ISDN home page
Main menu

Oral Suctioning in the Community

Introduction

Oral suctioning removes saliva and pooled secretions from the mouth using a Yankauer catheter attached to a portable suction machine. It is used when a person cannot clear secretions due to impaired swallowing, neuromuscular weakness or excessive saliva production. Conditions where this is common include MND, Parkinson’s disease, head and neck cancer and people approaching end of life.

Across Greater Manchester, oral suctioning in the community has developed differently in each locality. Some areas have established pathways, others manage requests on a case‑by‑case basis. This variation has created delays in accessing equipment, uncertainty over who should assess and train carers and inconsistent standards of care. There is no GM‑wide commissioned service and no national guidance to support a standard approach. These gaps highlighted the need for coordinated regional work.

About the Project

The issue was first identified through GM neurology pathway work, particularly MND, where delays in providing suction machines and unclear responsibilities affected discharge and community support. Community neurorehabilitation and palliative care teams reported similar problems.
□ □ □ □
* **Tasks for this exercise**:
a – From the page on oral suctioning in the community, reproduce the passage starting with "ISDN home page" and going on through "end of life.".
b – According to the page on oral suctioning in the community, what is the Yankauer catheter attached to?

* **Provided material**:
□ □ □ □
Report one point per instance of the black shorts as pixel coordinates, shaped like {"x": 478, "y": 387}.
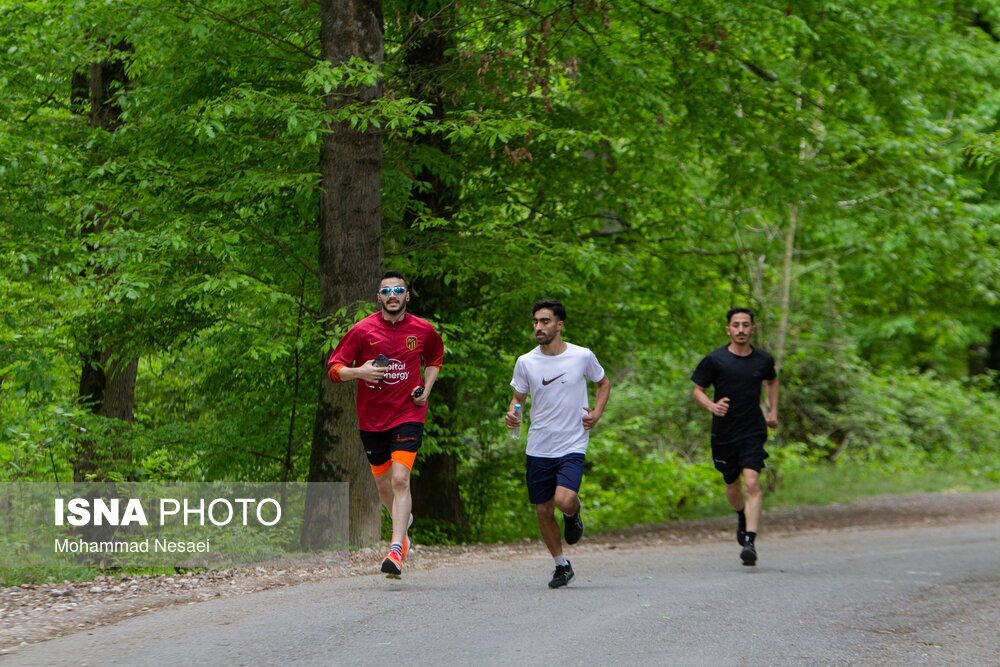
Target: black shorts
□ □ □ □
* **Responses per task**:
a –
ISDN home page
Main menu

Oral Suctioning in the Community

Introduction

Oral suctioning removes saliva and pooled secretions from the mouth using a Yankauer catheter attached to a portable suction machine. It is used when a person cannot clear secretions due to impaired swallowing, neuromuscular weakness or excessive saliva production. Conditions where this is common include MND, Parkinson’s disease, head and neck cancer and people approaching end of life.

b – A portable suction machine.